Part of a data file
::::::::::

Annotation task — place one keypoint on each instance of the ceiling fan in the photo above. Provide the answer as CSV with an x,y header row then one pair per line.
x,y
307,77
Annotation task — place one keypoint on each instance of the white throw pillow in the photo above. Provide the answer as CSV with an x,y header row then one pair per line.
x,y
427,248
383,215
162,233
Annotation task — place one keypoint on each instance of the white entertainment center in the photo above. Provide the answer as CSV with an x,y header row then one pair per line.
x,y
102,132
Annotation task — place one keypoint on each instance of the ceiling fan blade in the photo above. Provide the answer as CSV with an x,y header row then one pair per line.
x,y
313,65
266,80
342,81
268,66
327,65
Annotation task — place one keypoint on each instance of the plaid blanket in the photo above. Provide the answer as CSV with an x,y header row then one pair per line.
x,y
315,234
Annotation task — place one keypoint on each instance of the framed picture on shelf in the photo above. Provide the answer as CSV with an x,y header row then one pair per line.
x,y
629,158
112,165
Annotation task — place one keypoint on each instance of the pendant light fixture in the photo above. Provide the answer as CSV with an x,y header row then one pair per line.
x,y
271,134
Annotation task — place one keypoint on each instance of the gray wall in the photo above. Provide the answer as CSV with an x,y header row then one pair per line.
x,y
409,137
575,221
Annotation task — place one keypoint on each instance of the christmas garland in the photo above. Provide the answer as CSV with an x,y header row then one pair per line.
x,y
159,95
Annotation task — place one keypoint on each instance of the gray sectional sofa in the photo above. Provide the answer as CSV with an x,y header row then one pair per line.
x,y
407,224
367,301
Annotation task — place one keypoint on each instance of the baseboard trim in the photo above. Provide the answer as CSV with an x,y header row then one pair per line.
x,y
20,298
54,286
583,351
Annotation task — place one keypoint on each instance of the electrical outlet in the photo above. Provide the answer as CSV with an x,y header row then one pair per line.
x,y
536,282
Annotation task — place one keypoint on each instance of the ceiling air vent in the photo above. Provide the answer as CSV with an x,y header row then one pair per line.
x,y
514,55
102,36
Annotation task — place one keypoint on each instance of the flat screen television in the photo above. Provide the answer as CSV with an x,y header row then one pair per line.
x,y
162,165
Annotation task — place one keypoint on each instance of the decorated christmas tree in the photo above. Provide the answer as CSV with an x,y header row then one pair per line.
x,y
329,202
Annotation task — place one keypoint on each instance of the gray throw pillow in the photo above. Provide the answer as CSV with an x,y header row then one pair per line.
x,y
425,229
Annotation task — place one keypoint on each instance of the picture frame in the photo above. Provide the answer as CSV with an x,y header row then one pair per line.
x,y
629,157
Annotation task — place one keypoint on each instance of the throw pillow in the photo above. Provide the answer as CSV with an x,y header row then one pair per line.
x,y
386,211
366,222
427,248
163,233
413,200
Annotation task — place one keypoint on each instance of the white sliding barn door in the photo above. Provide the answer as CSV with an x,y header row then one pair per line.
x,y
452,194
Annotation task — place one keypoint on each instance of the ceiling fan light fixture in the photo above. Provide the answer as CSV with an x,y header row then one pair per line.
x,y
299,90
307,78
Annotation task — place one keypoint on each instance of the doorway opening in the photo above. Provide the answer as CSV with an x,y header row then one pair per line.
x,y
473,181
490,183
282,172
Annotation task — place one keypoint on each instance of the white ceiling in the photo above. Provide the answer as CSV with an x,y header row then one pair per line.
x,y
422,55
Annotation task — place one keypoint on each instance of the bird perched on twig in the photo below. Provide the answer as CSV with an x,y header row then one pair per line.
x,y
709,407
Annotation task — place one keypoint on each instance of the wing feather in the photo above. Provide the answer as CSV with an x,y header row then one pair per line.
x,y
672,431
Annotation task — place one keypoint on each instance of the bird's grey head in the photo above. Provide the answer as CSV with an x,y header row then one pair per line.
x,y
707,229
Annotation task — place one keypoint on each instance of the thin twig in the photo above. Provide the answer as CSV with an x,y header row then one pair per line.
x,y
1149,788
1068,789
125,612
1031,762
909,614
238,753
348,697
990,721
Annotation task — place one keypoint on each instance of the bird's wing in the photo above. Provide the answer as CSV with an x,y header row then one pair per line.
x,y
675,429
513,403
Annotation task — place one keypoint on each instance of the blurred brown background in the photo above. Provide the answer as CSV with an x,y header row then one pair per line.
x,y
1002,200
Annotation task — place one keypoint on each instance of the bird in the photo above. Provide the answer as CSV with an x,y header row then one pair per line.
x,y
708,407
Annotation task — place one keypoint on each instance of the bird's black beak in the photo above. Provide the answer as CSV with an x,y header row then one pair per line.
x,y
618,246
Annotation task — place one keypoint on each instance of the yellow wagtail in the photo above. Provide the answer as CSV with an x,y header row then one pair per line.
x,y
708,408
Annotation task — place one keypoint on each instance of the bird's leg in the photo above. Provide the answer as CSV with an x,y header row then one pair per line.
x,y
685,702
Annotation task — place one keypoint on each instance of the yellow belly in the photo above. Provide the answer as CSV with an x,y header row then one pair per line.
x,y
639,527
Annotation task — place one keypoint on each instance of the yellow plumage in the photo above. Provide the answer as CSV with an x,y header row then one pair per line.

::::::::::

» PROBLEM:
Render the lines above as a numbered list, leaving out any blank lines.

» FULL RESPONSE:
1. Annotation task — place one keypoint on each instance of the ceiling fan in the photo above. Provide the answer as CSV with an x,y header row then one pair per line.
2. x,y
3. 307,77
4. Annotation task — place one keypoint on each instance of the white throw pillow in the photo above. Provide the answer as CSV with an x,y header row then one pair per line.
5. x,y
6. 427,248
7. 383,215
8. 162,233
9. Annotation task — place one keypoint on each instance of the white entertainment center in the photo above. Provide the answer as CSV with an x,y header row then one pair per line.
10. x,y
11. 102,132
12. Annotation task — place one keypoint on each instance of the ceiling fan blade in the photo above. Provide the answer as CSV with an x,y header row then one pair per line.
13. x,y
14. 313,65
15. 266,80
16. 342,81
17. 268,66
18. 327,65
19. Annotation task — place one keypoint on each instance of the plaid blanket in the photo above. Provide the answer as CSV with an x,y header row then one pair per line.
20. x,y
21. 315,234
22. Annotation task — place one keypoint on each instance of the framed picture on shelf in the photo above. Provide the answer as CSV with an x,y header row then one pair per line.
23. x,y
24. 629,158
25. 112,165
26. Annotation task — place one keypoint on each instance of the pendant light fixture in the photo above. Provide the answer as CSV with an x,y header row then one pair per line.
27. x,y
28. 271,134
29. Annotation task — place one keypoint on each instance of the gray wall in the photo above. Provide the answer as CSV with an x,y header row then one pair per line.
30. x,y
31. 409,137
32. 575,221
33. Annotation task — place one keypoint on each instance of the christmas garland in the photo above. Provide the answer as CSV with an x,y header row then one pair per line.
34. x,y
35. 159,95
36. Annotation task — place one keypoint on each instance of the gray sectional sofa in the photo above. Provide the answer as CSV with an x,y header row then one pair per line.
37. x,y
38. 407,224
39. 367,301
40. Annotation task — place one keypoint on each instance of the baseboard trim in the photo above. Provide the answer as CSV with an x,y header row then one pair per line.
41. x,y
42. 20,298
43. 54,286
44. 583,351
45. Annotation task — place one keypoint on each instance of the electrical outlet in the photo above. Provide the answer as CSV with an x,y header row then one pair per line.
46. x,y
47. 536,282
48. Annotation task — place one keypoint on each instance of the ceiling air vent in the photo above. Provide the answer as CSV with an x,y header row then one pair per line.
49. x,y
50. 514,55
51. 102,36
52. Annotation task — place one keypoint on each instance of the flat screen television in the photo above. Provide the answer as CSV with an x,y header row then one pair per line.
53. x,y
54. 162,165
55. Annotation task — place one keypoint on each instance of the decorated christmas tree in the photo above. Provide the answer as CSV with an x,y header row then one pair per line.
56. x,y
57. 329,202
58. Annotation task — place one keypoint on each instance of the gray throw pillow in the photo above. Provide the answer as CSV with an x,y header row then one pair per line.
59. x,y
60. 425,229
61. Annotation task — place one keypoint on each instance of the picture frame in the photo above. Provide the answer as CSV with an x,y header row then one pair per line.
62. x,y
63. 629,157
64. Annotation task — place one keypoint on each instance of the throw pillow in the photo above. Provide the answer as CSV with an x,y header row then one pair per line.
65. x,y
66. 386,211
67. 366,222
68. 427,248
69. 163,233
70. 413,200
71. Annotation task — place one keypoint on each instance of the white sliding barn door in the photo above. Provide the answer as CSV with an x,y header row then one pair per line.
72. x,y
73. 452,194
74. Annotation task — place one keypoint on each instance of the ceiling fan light fixture in the photo above. Provide the answer as CSV with an x,y header row then one pair per line.
75. x,y
76. 299,90
77. 307,78
78. Annotation task — place one keypoint on each instance of the doorway opening in the photo above. Provide the answer as CSV with an x,y header row then one pair per line.
79. x,y
80. 473,181
81. 490,183
82. 282,172
83. Annotation task — place one keypoint on each instance of the white ceiling in the photo above. Provide the answer as CSV with an x,y header row then one pair per line.
84. x,y
85. 422,55
86. Annotation task — place one keypoint on each instance of the bird perched on twig in the photo below. Provide the answer as CSV with an x,y header row then one pair per line.
87. x,y
88. 709,407
89. Annotation task — place one keypoint on each instance of the wing feather in the photo above. Provide the answer as CSV with an x,y header row then one pair per line.
90. x,y
91. 672,431
92. Annotation task — place one keypoint on each instance of the bird's grey head in the photo above. Provide the answer as CSV with an x,y header row then one pair per line.
93. x,y
94. 707,229
95. Annotation task — place one keypoint on each instance of the thin twig in the photo above. Provide the answer as CSV with an x,y header row then one pair per line.
96. x,y
97. 1149,788
98. 1068,789
99. 125,612
100. 1031,762
101. 909,614
102. 238,753
103. 348,697
104. 990,721
105. Annotation task — place one keypoint on each instance of the bird's wing in the photo above. Provide the answer as CSV with an x,y header row then one pair per line.
106. x,y
107. 675,429
108. 513,403
109. Annotation task — place one keypoint on each instance of the blurred brown background in the photo above. Provide the answer as CSV with an x,y header row then one pair per line.
110. x,y
111. 1002,200
112. Annotation task — place one keypoint on each instance of the bird in the photo above. Provide the answer as CSV with an x,y header row then one pair per line.
113. x,y
114. 708,407
115. Annotation task — place one keypoint on each instance of the bird's black beak in the photo above. Provide the answer as CSV with an x,y header row then one pair per line.
116. x,y
117. 618,246
118. Annotation task — place one keypoint on each instance of the yellow wagtail in the photo above. Provide the answer as CSV with an x,y header row then one pair per line.
119. x,y
120. 708,408
121. Annotation task — place one keypoint on each instance of the bird's leg in the photo above. Provide the answer as CSV with an x,y header row then one pair per line.
122. x,y
123. 685,702
124. Annotation task — place one keypoint on each instance of the yellow belly in the photo above. Provide the answer as CSV with an x,y header row then one pair per line.
125. x,y
126. 639,527
127. Annotation task — place one keypoint on each instance of the yellow plumage in the photo above. Provide the answer as CSV with an x,y header row then one pair per line.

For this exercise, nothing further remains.